**Reading text**

Democratic requests to repeat the recount with Democratic observers present were rejected by Alabama courts and then-Attorney General Bill Pryor. Siegelman and his supporters complained that these judges (and Pryor) were either elected as Republicans or appointed by Republican presidents. After over a week of fights in courtrooms and in the media, Siegelman, on November 18, 2002, made a televised address, saying that, "I've decided that a prolonged election controversy would hurt Alabama, would hurt the very people that we worked so hard to help", and abandoned his efforts to secure a recount of the Baldwin County vote, allowing Riley to take office.

2002 Alabama gubernatorial election
| Party |  | Candidate | Votes | % | ±% |
|---|---|---|---|---|---|
|  | Republican | Bob Riley | 672,225 | 49.17 | +7.09 |
|  | Democratic | Don Siegelman (incumbent) | 669,105 | 48.95 | −8.97 |
|  | Libertarian | John Sophocleus | 23,272 | 1.70 | +1.70 |
|  | Write-in |  | 2,451 | 0.18 | N/A |
| Total votes |  |  | 1,367,053 | 100.00 | N/A |
|  | Republican gain from Democratic |  |  |  |  |

====Counties that flipped from Democratic to Republican====
- Clarke (Largest city: Jackson)
- Crenshaw (Largest city: Luverne)
- Mobile (Largest city: Mobile)
- Limestone (Largest city: Athens)
- Butler (Largest city: Greenville)
- Clay (Largest city: Lineville)
- Cleburne (Largest city: Heflin)
- Coffee (Largest city: Enterprise)
- Cullman (Largest city: Cullman)
- Dale (Largest city: Brewton)
- Escambia (Largest city: Atmore)
- Chambers (Largest city: Valley)
- DeKalb (Largest city: Fort Payne)
- Henry (Largest city: Headland)
- Madison (Largest city: Huntsville)
- Lee (Largest city: Auburn)
- Marshall (Largest city: Albertville)
- Monroe (Largest city: Monroeville)
- Morgan (Largest city: Decatur)
- Pike (Largest city: Troy)
- Randolph (Largest city: Roanoke)
- Tallapoosa (Largest city: Alexander City)

===Results by congressional district===
Despite winning 4 out of 7 congressional districts, Riley lost his old district by around 7% after it was redistricted to become more Democratic.

| District | Bob Riley Republican | Don Siegelman Democratic | Representative |
| 1st | 56.17% | 41.91% | Sonny Callahan (107th Congress) |
Jo Bonner (108th Congress)
| 2nd | 54.11% | 44.19% | Terry Everett |
| 3rd | 45.82% | 52.55% | Bob Riley (107th Congress) |
Mike Rogers (108th Congress)
| 4th | 49.76% | 48.00% | Robert Aderholt |
| 5th | 47.35% | 50.06% | Robert E. Cramer |
| 6th | 62.49% | 35.53% | Spencer Bachus |
| 7th | 26.24% | 72.71% | Earl Hilliard (107th Congress) |
Artur Davis (108th Congress)

==Aftermath==
Riley's victory was controversial and caused many commentators to recall the Florida election recount of 2000.

**Given records**
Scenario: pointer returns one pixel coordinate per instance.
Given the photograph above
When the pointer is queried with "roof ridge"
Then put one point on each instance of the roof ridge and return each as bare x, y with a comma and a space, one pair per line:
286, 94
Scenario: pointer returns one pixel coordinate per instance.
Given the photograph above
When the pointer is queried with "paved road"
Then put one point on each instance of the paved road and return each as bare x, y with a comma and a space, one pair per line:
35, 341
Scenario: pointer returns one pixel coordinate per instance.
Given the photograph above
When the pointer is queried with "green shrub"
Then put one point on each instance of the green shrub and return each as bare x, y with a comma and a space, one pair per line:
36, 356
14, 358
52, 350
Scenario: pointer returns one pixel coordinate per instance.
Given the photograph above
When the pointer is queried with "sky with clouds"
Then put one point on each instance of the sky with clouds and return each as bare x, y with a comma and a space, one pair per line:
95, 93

**Work order 1**
In the 2002 Alabama election text, rewrite the paragraph beginning "Democratic requests to repeat the recount" as a short bulleted list that keeps its main facts.
**Work order 2**
According to the 2002 Alabama election text, how many votes did Libertarian candidate John Sophocleus receive?

**Response area 1**
- Alabama courts and then-Attorney General Bill Pryor rejected Democratic requests to repeat the recount with Democratic observers present.
- Siegelman and his supporters complained that these judges and Pryor had either been elected as Republicans or been appointed by Republican presidents.
- The fights in courtrooms and in the media lasted over a week.
- On November 18, 2002, Siegelman said in a televised address that a prolonged election controversy would hurt Alabama and its people.
- He abandoned his efforts to secure a recount of the Baldwin County vote, allowing Riley to take office.

**Response area 2**
23,272 votes